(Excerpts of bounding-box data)
++++++
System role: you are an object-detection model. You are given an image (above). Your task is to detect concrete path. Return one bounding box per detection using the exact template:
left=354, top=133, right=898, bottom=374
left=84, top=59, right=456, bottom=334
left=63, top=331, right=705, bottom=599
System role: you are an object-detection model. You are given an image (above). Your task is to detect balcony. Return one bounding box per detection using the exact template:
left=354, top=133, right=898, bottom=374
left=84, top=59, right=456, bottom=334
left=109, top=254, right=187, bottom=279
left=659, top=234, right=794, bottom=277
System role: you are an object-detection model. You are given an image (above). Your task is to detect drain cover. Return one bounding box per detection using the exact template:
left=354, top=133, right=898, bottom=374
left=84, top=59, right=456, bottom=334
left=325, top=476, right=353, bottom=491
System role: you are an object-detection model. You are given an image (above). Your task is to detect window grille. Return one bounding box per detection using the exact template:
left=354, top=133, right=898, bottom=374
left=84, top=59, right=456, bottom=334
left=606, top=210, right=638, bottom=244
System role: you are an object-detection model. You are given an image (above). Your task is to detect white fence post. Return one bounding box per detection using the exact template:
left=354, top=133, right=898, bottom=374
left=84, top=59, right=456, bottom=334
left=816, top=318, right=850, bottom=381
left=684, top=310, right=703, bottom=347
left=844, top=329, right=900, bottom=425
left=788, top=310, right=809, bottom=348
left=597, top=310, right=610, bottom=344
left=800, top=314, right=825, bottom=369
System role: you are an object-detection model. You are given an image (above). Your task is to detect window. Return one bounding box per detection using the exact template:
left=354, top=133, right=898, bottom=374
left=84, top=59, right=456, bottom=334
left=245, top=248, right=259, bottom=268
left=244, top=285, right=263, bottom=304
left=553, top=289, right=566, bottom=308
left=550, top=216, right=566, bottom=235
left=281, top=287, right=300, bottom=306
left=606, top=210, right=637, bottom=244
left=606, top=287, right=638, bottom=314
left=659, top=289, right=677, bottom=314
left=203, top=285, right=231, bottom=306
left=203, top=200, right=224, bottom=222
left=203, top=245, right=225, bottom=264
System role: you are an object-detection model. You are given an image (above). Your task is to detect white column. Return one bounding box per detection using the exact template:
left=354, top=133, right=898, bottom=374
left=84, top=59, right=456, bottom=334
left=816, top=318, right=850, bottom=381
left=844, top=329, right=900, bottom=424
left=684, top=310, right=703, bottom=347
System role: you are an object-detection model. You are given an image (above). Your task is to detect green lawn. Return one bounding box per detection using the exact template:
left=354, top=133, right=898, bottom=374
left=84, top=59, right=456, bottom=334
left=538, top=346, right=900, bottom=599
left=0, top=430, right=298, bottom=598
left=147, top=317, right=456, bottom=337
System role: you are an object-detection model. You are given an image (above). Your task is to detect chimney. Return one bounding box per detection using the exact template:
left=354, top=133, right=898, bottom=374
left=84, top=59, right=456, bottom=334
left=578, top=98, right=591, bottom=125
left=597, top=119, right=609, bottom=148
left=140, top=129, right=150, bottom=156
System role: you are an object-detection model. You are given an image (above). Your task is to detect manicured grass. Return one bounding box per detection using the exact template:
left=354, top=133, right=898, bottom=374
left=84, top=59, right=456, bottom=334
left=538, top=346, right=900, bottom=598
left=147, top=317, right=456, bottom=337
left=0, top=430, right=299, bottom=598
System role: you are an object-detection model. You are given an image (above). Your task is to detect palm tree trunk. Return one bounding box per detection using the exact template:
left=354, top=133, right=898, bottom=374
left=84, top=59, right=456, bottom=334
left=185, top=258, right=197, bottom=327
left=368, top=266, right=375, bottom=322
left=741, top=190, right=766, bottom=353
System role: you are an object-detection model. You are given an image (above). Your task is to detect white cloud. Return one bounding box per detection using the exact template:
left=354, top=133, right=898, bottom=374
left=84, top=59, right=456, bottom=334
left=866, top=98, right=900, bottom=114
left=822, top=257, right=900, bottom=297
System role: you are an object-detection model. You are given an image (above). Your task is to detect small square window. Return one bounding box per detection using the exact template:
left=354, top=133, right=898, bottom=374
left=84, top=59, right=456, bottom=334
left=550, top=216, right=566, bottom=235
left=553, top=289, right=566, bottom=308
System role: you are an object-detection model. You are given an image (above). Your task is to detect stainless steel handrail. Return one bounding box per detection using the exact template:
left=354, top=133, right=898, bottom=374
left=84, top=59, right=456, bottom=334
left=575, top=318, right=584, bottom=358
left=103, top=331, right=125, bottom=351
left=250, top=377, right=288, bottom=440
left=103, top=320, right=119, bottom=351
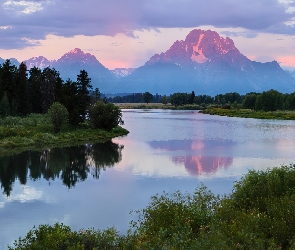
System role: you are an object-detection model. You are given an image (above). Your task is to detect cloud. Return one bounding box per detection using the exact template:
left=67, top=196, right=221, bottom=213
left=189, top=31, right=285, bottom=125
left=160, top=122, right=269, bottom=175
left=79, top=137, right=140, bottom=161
left=0, top=0, right=295, bottom=49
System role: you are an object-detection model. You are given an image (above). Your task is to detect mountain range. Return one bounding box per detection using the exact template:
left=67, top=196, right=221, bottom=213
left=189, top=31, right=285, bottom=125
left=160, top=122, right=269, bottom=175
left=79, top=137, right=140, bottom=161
left=0, top=29, right=295, bottom=95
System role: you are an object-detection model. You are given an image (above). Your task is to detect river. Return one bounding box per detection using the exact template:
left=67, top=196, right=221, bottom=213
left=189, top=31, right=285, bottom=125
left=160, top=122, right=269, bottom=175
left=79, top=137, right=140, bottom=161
left=0, top=110, right=295, bottom=249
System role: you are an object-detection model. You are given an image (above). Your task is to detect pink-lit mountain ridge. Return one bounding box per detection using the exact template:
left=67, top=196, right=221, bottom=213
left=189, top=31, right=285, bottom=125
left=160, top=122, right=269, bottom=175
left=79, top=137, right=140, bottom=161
left=0, top=29, right=295, bottom=95
left=124, top=29, right=295, bottom=95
++++++
Substitute "detection system" for every occurrence of "object-detection model" in these lines, and keep everything else unchanged. Leave the pictures out of your answer.

ANSWER TO THIS EXERCISE:
System role: you are an detection system. You are given an image (above). Your task is to detect concrete path. Return one bounding box per detection using the exact template:
left=354, top=133, right=898, bottom=374
left=84, top=59, right=456, bottom=334
left=63, top=331, right=705, bottom=599
System role: you are an detection system. You are given an image (above). Your task is to detect balcony. Return one bounding box per detection using the exact template:
left=354, top=133, right=898, bottom=374
left=84, top=59, right=456, bottom=334
left=109, top=254, right=187, bottom=279
left=659, top=234, right=794, bottom=277
System role: you are an detection system. You are given an image (above). Your task is to detect drain cover. Return one bounding box per detection using the exact template:
left=354, top=133, right=898, bottom=374
left=84, top=59, right=456, bottom=334
left=325, top=476, right=353, bottom=491
System role: you are an detection system. You are given an image (above). Your task is to detect window grille. Return one bounding box per detection using the exact template:
left=354, top=133, right=898, bottom=374
left=84, top=59, right=456, bottom=334
left=606, top=210, right=638, bottom=244
System role: you are an detection system. You are given an image (above). Your task is to detect white fence post. Return one bounding box per detection using the exact template:
left=354, top=133, right=898, bottom=374
left=84, top=59, right=456, bottom=334
left=816, top=318, right=850, bottom=381
left=684, top=310, right=703, bottom=347
left=844, top=329, right=900, bottom=425
left=788, top=310, right=809, bottom=348
left=597, top=310, right=610, bottom=344
left=800, top=314, right=825, bottom=369
System role: you are an detection system. You are given an image (above). Your task is to detect window. Return one bounding box per detection using the exact template:
left=354, top=133, right=898, bottom=374
left=84, top=59, right=456, bottom=334
left=245, top=248, right=259, bottom=268
left=244, top=285, right=263, bottom=304
left=553, top=289, right=566, bottom=308
left=550, top=216, right=566, bottom=235
left=281, top=287, right=300, bottom=306
left=606, top=210, right=637, bottom=244
left=606, top=287, right=638, bottom=314
left=659, top=289, right=677, bottom=314
left=203, top=285, right=231, bottom=306
left=203, top=200, right=224, bottom=222
left=203, top=245, right=225, bottom=264
System role: you are an detection system. You are given an image (above). Your task is to detect white column. Return one bounding box per detection using the exact template:
left=354, top=133, right=898, bottom=374
left=84, top=59, right=456, bottom=334
left=816, top=318, right=850, bottom=381
left=844, top=329, right=900, bottom=424
left=684, top=310, right=703, bottom=347
System role: you are an detection system. You are given an image (above). Your task is to detect green lawn. Return one bounding box per detection using the exact template:
left=354, top=133, right=898, bottom=374
left=84, top=59, right=456, bottom=334
left=538, top=346, right=900, bottom=599
left=0, top=430, right=298, bottom=598
left=147, top=317, right=456, bottom=337
System role: you are an detection system. You are given an image (above). Your task is to detect chimney. Return one bounding box per detection using the exact template:
left=354, top=133, right=898, bottom=374
left=84, top=59, right=456, bottom=334
left=578, top=98, right=591, bottom=125
left=597, top=119, right=609, bottom=148
left=140, top=129, right=150, bottom=156
System role: you are an detection system. You are given an image (above). Your task is to detect manicured grass. Return one bounding box per detection using the exact template:
left=354, top=133, right=898, bottom=374
left=84, top=59, right=456, bottom=334
left=538, top=346, right=900, bottom=598
left=147, top=317, right=456, bottom=337
left=0, top=430, right=299, bottom=598
System role: you are an detection system. You are given an image (above). Your task is to detect palm tree trunk. Return one bounding box per detection using the exact template:
left=354, top=133, right=898, bottom=374
left=84, top=59, right=456, bottom=334
left=185, top=258, right=197, bottom=327
left=368, top=266, right=375, bottom=322
left=741, top=190, right=766, bottom=353
System role: you are an detection system. You are given an image (above). Your task is to detect white cloud. Return one bounding box per detection using the exact template:
left=354, top=133, right=898, bottom=374
left=84, top=59, right=456, bottom=334
left=866, top=98, right=900, bottom=114
left=822, top=257, right=900, bottom=297
System role: you are an detection system. You are given an image (above). Your task is to detect small square window. Return one bounding box per detection using the exact template:
left=354, top=133, right=898, bottom=374
left=84, top=59, right=456, bottom=334
left=550, top=216, right=566, bottom=235
left=553, top=289, right=566, bottom=308
System role: you are an detection system. You are given an image (above). Your task is to detect stainless steel handrail. Return one bounding box per detection using the exact template:
left=354, top=133, right=898, bottom=374
left=84, top=59, right=456, bottom=334
left=575, top=318, right=584, bottom=358
left=103, top=331, right=125, bottom=351
left=250, top=377, right=288, bottom=440
left=103, top=320, right=119, bottom=351
System role: you are an detection system. You are given an image (above). Your task is to detect cloud. Return one bounding box per detection using the exact template:
left=67, top=196, right=221, bottom=213
left=189, top=31, right=285, bottom=125
left=160, top=122, right=269, bottom=175
left=79, top=137, right=140, bottom=161
left=0, top=0, right=295, bottom=49
System role: you are an detection system. You are given an image (above). Your task is to detect mountain range. Return one bounding box per detection using the exact template:
left=67, top=196, right=221, bottom=213
left=189, top=31, right=285, bottom=125
left=160, top=122, right=269, bottom=175
left=79, top=137, right=140, bottom=161
left=0, top=29, right=295, bottom=95
System role: you are an detection system. You are given an image (above). Your task is to detect river. Return one bounding box per detection using the exact template:
left=67, top=196, right=221, bottom=213
left=189, top=31, right=285, bottom=125
left=160, top=122, right=269, bottom=175
left=79, top=137, right=140, bottom=161
left=0, top=110, right=295, bottom=249
System role: you are an detection system. You are given an image (above). Your task is to detect pink-lit mountain ridge. Return one bounding box per detection using the exact template:
left=67, top=196, right=221, bottom=213
left=189, top=31, right=285, bottom=125
left=160, top=122, right=269, bottom=175
left=79, top=137, right=140, bottom=161
left=0, top=29, right=295, bottom=95
left=124, top=29, right=295, bottom=95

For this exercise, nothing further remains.